WHAT THE TASK REQUIRES: Give a verbatim repeat of the lines that run from the line containing "In this exercise you will label the team" to the end of the data below.

****************

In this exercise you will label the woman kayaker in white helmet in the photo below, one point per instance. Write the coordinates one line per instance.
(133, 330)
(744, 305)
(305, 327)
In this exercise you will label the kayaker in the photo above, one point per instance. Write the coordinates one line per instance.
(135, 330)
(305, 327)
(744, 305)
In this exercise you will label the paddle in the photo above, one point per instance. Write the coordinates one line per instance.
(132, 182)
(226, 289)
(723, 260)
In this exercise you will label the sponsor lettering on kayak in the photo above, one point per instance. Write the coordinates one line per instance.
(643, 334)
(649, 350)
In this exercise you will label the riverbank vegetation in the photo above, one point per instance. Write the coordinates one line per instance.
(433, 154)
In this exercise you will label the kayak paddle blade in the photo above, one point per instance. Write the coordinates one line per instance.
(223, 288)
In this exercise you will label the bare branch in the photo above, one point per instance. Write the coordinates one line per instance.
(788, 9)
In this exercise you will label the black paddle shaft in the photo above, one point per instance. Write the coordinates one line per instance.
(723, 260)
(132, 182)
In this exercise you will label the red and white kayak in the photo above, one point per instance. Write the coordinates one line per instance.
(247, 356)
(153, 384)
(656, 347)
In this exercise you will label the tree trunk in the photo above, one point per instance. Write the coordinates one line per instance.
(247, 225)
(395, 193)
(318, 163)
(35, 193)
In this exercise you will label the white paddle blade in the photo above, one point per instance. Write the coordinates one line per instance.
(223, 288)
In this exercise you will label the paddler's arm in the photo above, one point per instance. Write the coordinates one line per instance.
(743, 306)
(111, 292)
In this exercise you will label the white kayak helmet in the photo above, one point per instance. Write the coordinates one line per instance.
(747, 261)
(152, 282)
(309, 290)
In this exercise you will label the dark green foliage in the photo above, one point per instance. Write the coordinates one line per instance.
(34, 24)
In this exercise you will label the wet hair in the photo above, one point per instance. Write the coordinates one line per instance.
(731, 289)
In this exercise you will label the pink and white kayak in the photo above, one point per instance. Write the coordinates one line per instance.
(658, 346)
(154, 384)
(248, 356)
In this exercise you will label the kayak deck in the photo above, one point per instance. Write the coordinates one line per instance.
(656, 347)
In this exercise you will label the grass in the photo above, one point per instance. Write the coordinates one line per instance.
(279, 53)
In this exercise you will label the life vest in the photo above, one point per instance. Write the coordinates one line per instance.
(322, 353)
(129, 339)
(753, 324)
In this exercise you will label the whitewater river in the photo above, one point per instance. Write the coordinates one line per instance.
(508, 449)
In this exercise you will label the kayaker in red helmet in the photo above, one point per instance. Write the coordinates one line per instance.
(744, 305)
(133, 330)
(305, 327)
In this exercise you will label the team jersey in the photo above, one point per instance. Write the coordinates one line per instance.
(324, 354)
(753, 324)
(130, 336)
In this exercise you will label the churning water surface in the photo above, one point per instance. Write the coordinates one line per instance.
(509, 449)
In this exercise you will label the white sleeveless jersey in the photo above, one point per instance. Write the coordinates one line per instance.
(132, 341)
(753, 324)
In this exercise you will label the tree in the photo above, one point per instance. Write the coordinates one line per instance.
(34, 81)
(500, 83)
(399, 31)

****************

THE COMPLETED TASK:
In this exercise you will label the team jersey in the photo above, one point per instance. Write the coordinates one line per instance.
(324, 354)
(753, 324)
(130, 336)
In this exercise you will label the churning water surface in the photo above, one point per instance. Write the coordinates one line per instance.
(509, 449)
In this exercise you will label the white sleeveless jersey in the photo above, one point per instance. Write the coordinates one line per instance.
(132, 341)
(753, 324)
In this exercise you will label the tree in the photo above, one point per instance. Write the coordinates one line per instance.
(34, 81)
(500, 83)
(399, 31)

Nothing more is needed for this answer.